→ **READING TEXT**
============
Amnesty International has accused Aung San Suu Kyi and her government of “burying their heads in the sand” and telling “untruths” over what it described as ethnic cleansing of minority Rohingya Muslims in Burma.
The charity has denounced the Nobel Prize Laureate over her response to the crisis which has seen at least 400,000 members of the Muslim ethnic minority flee to Bangladesh to escape a brutal crackdown by the military.
Reports have emerged of mass rape and murder by the armed forces and mobs of Buddhist ethnic majority villagers in the western Rakhine state in what the United Nations has called a “textbook example of ethnic cleansing”.
In a live address on Burmese television, Ms Suu Kyi defended her country from international criticism and said “more than half” of Rohingya villages were not affected by the violence and invited diplomats and foreign observers to visit them to see “why they are not at each other’s throats in these particular areas”.
============
→ **AIM 1**
In the Rohingya crisis article, reproduce the stretch from "The charity has" through "by the military.", swapping "charity" for "rights group".
→ **AIM 2**
Write the next part of the Rohingya crisis article, picking up after its final sentence.
The records that come next are separate material with no connection to the article.

Extracted records:
============
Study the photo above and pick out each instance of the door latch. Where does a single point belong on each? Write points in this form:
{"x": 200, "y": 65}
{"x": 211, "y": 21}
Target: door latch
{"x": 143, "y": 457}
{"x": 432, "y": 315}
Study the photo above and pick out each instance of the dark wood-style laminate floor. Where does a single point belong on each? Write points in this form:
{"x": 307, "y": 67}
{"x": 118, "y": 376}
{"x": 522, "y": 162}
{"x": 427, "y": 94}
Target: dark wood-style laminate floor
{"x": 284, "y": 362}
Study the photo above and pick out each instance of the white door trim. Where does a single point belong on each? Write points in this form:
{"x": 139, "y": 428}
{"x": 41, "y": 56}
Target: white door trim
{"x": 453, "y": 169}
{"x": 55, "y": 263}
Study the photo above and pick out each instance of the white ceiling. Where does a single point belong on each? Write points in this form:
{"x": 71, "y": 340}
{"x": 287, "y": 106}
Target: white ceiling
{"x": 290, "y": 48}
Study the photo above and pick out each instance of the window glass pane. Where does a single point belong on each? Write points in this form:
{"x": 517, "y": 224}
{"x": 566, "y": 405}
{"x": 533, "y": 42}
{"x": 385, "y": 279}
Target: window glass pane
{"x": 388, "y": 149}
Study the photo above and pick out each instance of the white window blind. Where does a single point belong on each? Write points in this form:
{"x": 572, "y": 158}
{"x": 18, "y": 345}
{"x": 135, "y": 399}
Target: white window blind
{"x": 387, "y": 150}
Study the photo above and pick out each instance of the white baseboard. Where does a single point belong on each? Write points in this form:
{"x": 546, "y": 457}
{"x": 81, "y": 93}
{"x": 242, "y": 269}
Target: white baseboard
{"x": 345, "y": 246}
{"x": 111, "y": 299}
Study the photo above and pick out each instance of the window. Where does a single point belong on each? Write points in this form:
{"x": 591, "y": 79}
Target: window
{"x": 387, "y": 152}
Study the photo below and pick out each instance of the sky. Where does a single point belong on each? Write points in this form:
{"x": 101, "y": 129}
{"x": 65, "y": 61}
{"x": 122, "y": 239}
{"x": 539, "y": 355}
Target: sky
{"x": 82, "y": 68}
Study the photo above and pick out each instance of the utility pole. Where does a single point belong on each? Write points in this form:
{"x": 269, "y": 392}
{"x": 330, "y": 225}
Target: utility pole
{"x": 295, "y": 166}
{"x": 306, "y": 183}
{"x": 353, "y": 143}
============
→ **ANSWER 1**
The rights group has denounced the Nobel Prize Laureate over her response to the crisis which has seen at least 400,000 members of the Muslim ethnic minority flee to Bangladesh to escape a brutal crackdown by the military.

→ **ANSWER 2**
Although Ms Suu Kyi is nominally the de facto ruler of Burma since 2016, she is ineligible for the presidency and her regime is still at the mercy of the military junta which has controlled the country since the 1962 coup. The military still continues the majority of seats in the Burmese parliament and can block an attempts to reform the constitution or rein them in.
James Gomez, Amnesty International’s Regional Director for Southeast Asia and the Pacific, said: “Aung San Suu Kyi today demonstrated that she and her government are still burying their heads in the sand over the horrors unfolding in Rakhine State. At times, her speech amounted to little more than a mix of untruths and victim blaming.
“There is overwhelming evidence that security forces are engaged in a campaign of ethnic cleansing. While it was positive to hear Aung San Suu Kyi condemn human rights violations in Rakhine state, she is still silent about the role of the security forces in this.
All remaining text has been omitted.